» Your instructions
In the entries below, from the line with "Please annotate the woman in" up to and including the last line of the entries, swap "bounding rectangle" for "bounding box" and give those lines back with nothing else changed. Leave the pictures out.

» Supplied records
┄┄┄┄┄┄┄┄┄┄

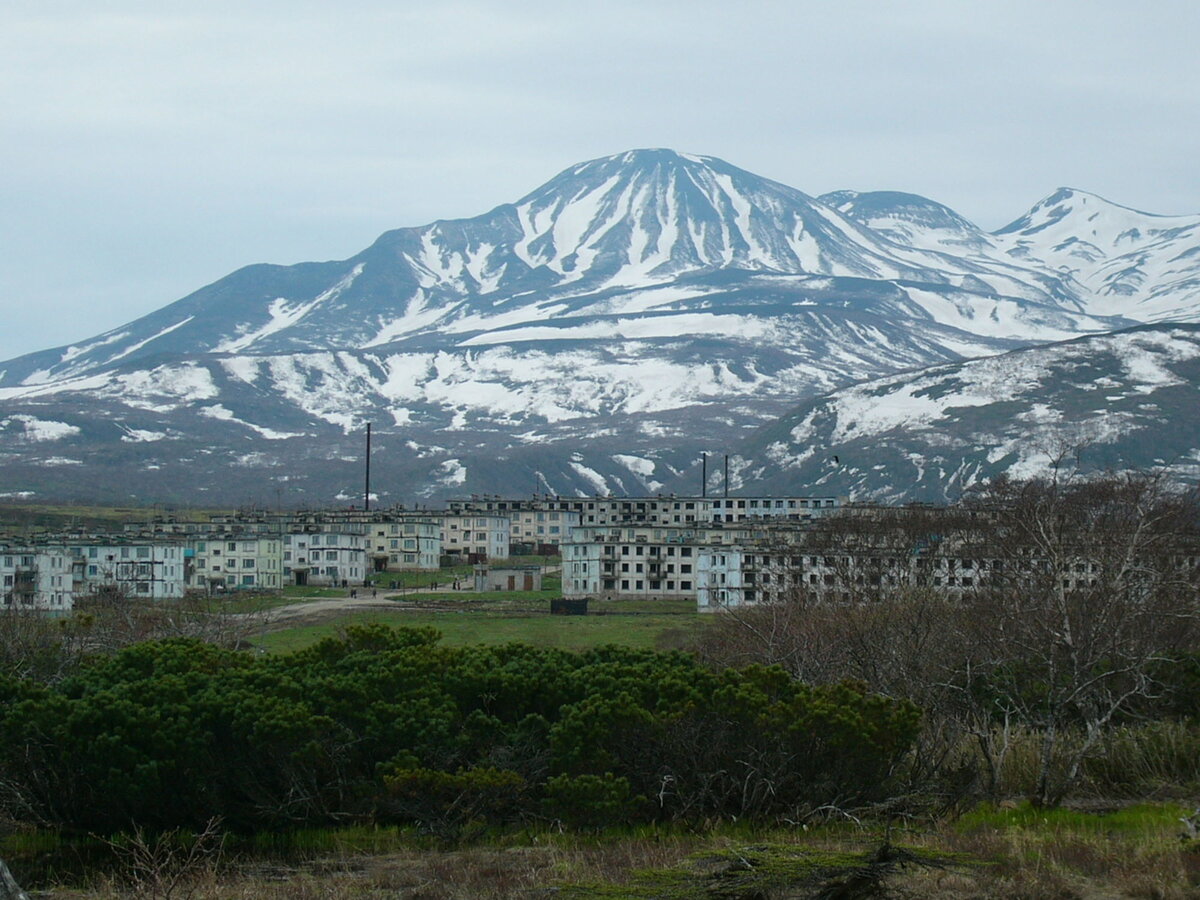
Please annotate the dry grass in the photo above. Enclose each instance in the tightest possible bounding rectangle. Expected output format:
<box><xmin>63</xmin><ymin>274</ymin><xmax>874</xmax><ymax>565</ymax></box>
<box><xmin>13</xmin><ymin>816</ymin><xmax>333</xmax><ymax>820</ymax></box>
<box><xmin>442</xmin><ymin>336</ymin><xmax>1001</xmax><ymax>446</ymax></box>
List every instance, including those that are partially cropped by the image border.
<box><xmin>21</xmin><ymin>805</ymin><xmax>1200</xmax><ymax>900</ymax></box>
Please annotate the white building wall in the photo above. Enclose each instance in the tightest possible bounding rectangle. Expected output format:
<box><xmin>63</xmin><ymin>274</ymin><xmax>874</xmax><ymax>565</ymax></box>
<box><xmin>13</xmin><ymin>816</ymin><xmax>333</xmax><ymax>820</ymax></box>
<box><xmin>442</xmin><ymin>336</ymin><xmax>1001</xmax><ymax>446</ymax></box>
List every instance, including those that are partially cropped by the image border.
<box><xmin>70</xmin><ymin>541</ymin><xmax>187</xmax><ymax>600</ymax></box>
<box><xmin>0</xmin><ymin>547</ymin><xmax>76</xmax><ymax>612</ymax></box>
<box><xmin>283</xmin><ymin>532</ymin><xmax>367</xmax><ymax>587</ymax></box>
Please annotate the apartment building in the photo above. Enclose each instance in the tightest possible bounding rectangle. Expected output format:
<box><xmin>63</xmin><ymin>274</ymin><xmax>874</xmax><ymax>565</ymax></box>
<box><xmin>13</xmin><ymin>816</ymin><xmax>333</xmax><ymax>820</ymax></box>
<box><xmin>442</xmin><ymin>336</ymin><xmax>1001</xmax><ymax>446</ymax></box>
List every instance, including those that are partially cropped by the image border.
<box><xmin>282</xmin><ymin>530</ymin><xmax>368</xmax><ymax>587</ymax></box>
<box><xmin>440</xmin><ymin>512</ymin><xmax>512</xmax><ymax>563</ymax></box>
<box><xmin>368</xmin><ymin>516</ymin><xmax>442</xmax><ymax>571</ymax></box>
<box><xmin>67</xmin><ymin>539</ymin><xmax>187</xmax><ymax>600</ymax></box>
<box><xmin>187</xmin><ymin>532</ymin><xmax>283</xmax><ymax>592</ymax></box>
<box><xmin>562</xmin><ymin>524</ymin><xmax>750</xmax><ymax>600</ymax></box>
<box><xmin>0</xmin><ymin>546</ymin><xmax>80</xmax><ymax>613</ymax></box>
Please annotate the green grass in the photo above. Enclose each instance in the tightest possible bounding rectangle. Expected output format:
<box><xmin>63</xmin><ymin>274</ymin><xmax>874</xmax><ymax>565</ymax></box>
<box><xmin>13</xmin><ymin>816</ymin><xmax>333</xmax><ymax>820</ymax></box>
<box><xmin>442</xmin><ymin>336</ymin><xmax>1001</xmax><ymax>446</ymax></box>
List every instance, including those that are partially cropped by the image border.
<box><xmin>255</xmin><ymin>605</ymin><xmax>707</xmax><ymax>653</ymax></box>
<box><xmin>955</xmin><ymin>803</ymin><xmax>1190</xmax><ymax>836</ymax></box>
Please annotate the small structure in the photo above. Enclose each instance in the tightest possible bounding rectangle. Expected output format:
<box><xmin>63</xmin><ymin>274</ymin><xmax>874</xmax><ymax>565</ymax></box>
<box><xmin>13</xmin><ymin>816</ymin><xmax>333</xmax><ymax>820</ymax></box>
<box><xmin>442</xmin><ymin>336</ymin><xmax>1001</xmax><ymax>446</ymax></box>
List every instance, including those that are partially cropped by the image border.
<box><xmin>475</xmin><ymin>565</ymin><xmax>541</xmax><ymax>590</ymax></box>
<box><xmin>550</xmin><ymin>596</ymin><xmax>588</xmax><ymax>616</ymax></box>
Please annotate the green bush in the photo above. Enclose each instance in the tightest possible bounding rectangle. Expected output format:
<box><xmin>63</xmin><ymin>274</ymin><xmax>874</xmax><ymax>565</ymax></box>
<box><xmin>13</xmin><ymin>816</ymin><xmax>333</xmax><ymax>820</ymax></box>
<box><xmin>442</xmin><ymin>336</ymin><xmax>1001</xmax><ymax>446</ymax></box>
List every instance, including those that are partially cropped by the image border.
<box><xmin>0</xmin><ymin>626</ymin><xmax>919</xmax><ymax>835</ymax></box>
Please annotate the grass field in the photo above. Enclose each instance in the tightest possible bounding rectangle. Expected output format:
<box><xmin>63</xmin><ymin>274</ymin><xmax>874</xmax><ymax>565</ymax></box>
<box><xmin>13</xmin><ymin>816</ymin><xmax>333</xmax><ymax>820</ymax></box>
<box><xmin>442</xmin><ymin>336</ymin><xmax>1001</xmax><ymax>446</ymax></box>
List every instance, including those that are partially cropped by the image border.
<box><xmin>263</xmin><ymin>594</ymin><xmax>707</xmax><ymax>653</ymax></box>
<box><xmin>11</xmin><ymin>804</ymin><xmax>1200</xmax><ymax>900</ymax></box>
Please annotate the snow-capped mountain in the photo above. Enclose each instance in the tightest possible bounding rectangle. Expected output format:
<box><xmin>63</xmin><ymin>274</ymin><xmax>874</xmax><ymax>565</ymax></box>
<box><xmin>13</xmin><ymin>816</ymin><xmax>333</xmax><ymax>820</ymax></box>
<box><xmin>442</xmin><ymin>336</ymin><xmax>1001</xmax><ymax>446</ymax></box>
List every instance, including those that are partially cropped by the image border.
<box><xmin>713</xmin><ymin>324</ymin><xmax>1200</xmax><ymax>503</ymax></box>
<box><xmin>995</xmin><ymin>187</ymin><xmax>1200</xmax><ymax>322</ymax></box>
<box><xmin>0</xmin><ymin>150</ymin><xmax>1200</xmax><ymax>502</ymax></box>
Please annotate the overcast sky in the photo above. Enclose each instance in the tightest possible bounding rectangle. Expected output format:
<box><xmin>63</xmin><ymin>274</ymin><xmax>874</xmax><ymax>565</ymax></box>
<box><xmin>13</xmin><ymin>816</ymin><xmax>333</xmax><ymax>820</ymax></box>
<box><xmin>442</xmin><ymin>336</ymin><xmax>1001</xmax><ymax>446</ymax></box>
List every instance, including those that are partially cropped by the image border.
<box><xmin>0</xmin><ymin>0</ymin><xmax>1200</xmax><ymax>360</ymax></box>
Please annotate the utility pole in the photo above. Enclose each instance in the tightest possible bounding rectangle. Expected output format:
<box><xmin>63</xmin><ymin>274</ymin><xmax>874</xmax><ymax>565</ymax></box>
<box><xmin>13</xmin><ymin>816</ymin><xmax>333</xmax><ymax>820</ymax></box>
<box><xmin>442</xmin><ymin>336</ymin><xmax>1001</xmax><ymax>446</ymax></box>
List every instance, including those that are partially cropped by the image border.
<box><xmin>362</xmin><ymin>422</ymin><xmax>371</xmax><ymax>512</ymax></box>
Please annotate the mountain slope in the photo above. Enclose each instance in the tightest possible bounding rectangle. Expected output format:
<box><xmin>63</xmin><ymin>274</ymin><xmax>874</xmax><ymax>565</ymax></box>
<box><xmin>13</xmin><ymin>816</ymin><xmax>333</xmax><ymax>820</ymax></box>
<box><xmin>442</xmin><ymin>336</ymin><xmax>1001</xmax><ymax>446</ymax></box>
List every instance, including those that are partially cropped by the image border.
<box><xmin>0</xmin><ymin>150</ymin><xmax>1200</xmax><ymax>503</ymax></box>
<box><xmin>715</xmin><ymin>324</ymin><xmax>1200</xmax><ymax>503</ymax></box>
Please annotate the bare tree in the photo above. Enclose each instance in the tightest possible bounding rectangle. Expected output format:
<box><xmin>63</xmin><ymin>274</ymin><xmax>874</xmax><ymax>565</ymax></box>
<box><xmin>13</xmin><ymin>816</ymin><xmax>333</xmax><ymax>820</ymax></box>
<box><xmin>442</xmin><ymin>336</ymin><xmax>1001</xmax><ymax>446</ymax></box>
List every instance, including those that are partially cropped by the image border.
<box><xmin>702</xmin><ymin>475</ymin><xmax>1200</xmax><ymax>804</ymax></box>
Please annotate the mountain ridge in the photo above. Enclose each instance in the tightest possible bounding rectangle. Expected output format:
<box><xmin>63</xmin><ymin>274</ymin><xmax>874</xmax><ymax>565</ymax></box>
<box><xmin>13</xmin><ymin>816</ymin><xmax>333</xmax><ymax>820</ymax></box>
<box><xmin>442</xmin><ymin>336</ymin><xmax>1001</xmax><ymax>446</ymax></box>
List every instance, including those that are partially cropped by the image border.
<box><xmin>0</xmin><ymin>149</ymin><xmax>1200</xmax><ymax>508</ymax></box>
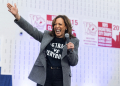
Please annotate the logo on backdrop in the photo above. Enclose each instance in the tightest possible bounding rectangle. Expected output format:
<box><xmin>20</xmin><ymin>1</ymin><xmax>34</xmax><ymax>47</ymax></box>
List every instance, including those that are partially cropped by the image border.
<box><xmin>84</xmin><ymin>22</ymin><xmax>98</xmax><ymax>36</ymax></box>
<box><xmin>30</xmin><ymin>14</ymin><xmax>46</xmax><ymax>30</ymax></box>
<box><xmin>46</xmin><ymin>43</ymin><xmax>64</xmax><ymax>59</ymax></box>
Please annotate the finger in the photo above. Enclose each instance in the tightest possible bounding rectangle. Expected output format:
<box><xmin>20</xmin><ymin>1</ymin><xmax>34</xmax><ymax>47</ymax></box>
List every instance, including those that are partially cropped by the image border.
<box><xmin>7</xmin><ymin>4</ymin><xmax>12</xmax><ymax>9</ymax></box>
<box><xmin>14</xmin><ymin>3</ymin><xmax>17</xmax><ymax>8</ymax></box>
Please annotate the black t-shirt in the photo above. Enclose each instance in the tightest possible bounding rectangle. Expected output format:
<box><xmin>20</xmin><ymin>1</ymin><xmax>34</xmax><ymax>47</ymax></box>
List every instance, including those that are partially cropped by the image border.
<box><xmin>45</xmin><ymin>37</ymin><xmax>65</xmax><ymax>67</ymax></box>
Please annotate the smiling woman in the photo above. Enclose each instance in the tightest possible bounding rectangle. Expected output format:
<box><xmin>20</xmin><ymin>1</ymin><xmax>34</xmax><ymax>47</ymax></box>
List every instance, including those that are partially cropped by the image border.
<box><xmin>7</xmin><ymin>3</ymin><xmax>79</xmax><ymax>86</ymax></box>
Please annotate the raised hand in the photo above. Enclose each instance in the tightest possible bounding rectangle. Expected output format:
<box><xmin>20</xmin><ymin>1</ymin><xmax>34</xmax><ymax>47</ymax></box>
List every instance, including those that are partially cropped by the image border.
<box><xmin>7</xmin><ymin>3</ymin><xmax>20</xmax><ymax>20</ymax></box>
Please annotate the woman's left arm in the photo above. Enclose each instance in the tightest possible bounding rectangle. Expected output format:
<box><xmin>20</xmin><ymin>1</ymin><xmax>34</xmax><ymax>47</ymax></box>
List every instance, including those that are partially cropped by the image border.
<box><xmin>67</xmin><ymin>39</ymin><xmax>79</xmax><ymax>66</ymax></box>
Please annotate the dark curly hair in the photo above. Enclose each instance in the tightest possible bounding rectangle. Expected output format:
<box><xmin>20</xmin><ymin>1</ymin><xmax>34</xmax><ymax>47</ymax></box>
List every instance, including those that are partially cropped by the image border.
<box><xmin>50</xmin><ymin>15</ymin><xmax>75</xmax><ymax>38</ymax></box>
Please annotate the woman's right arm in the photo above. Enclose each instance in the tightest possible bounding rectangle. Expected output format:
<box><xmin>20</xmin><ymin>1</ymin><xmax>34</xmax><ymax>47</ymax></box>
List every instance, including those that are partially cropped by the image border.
<box><xmin>7</xmin><ymin>3</ymin><xmax>43</xmax><ymax>42</ymax></box>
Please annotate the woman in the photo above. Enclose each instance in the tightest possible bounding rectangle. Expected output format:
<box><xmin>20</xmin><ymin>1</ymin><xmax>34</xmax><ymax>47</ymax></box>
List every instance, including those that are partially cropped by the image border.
<box><xmin>7</xmin><ymin>3</ymin><xmax>79</xmax><ymax>86</ymax></box>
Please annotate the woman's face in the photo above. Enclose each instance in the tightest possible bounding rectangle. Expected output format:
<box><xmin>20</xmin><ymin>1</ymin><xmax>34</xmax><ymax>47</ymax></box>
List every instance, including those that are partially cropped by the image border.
<box><xmin>54</xmin><ymin>18</ymin><xmax>67</xmax><ymax>38</ymax></box>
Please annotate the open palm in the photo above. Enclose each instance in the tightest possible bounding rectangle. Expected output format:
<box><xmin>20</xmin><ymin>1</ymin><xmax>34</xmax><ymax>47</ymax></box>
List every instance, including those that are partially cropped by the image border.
<box><xmin>7</xmin><ymin>3</ymin><xmax>18</xmax><ymax>16</ymax></box>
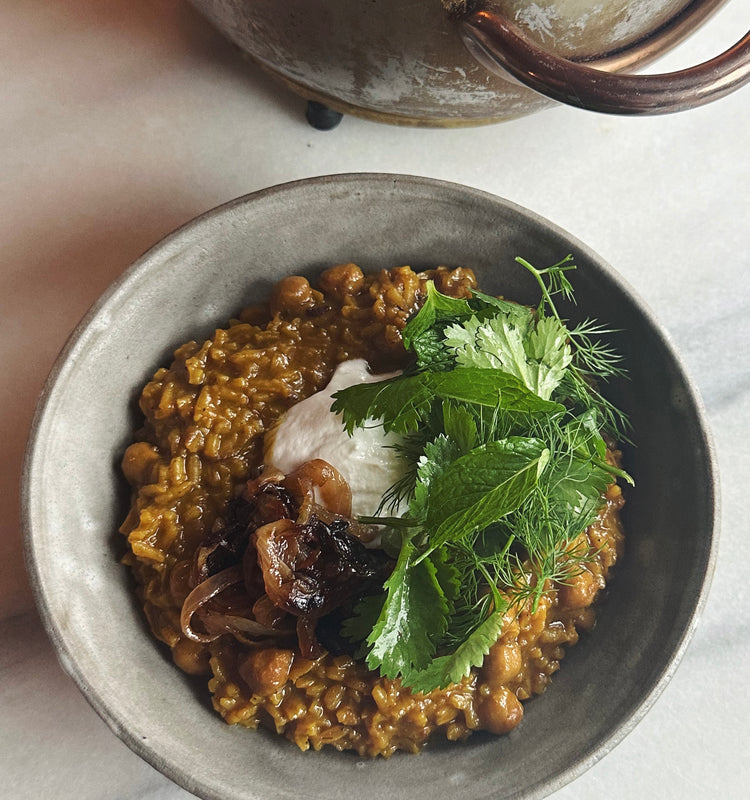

┄┄┄┄┄┄┄┄┄┄

» Output
Please annotate the woman in the photo above. Enclose each instance in the tightest possible bounding box. Expected output format:
<box><xmin>20</xmin><ymin>1</ymin><xmax>34</xmax><ymax>47</ymax></box>
List every instance, including those that are partially cropped by the image border.
<box><xmin>7</xmin><ymin>3</ymin><xmax>79</xmax><ymax>86</ymax></box>
Please annotate the woman's face in the photo above. Enclose each instance in the tightest possible bounding box. Expected output format:
<box><xmin>20</xmin><ymin>1</ymin><xmax>34</xmax><ymax>47</ymax></box>
List every instance, including those that are partially cropped by the image border.
<box><xmin>54</xmin><ymin>18</ymin><xmax>67</xmax><ymax>38</ymax></box>
Please annotate the open palm in the photo above. Enclose each instance in the tightest possible bounding box. Expected output format:
<box><xmin>20</xmin><ymin>1</ymin><xmax>34</xmax><ymax>47</ymax></box>
List every instance, including those that are partially cropped by the image border.
<box><xmin>7</xmin><ymin>3</ymin><xmax>18</xmax><ymax>16</ymax></box>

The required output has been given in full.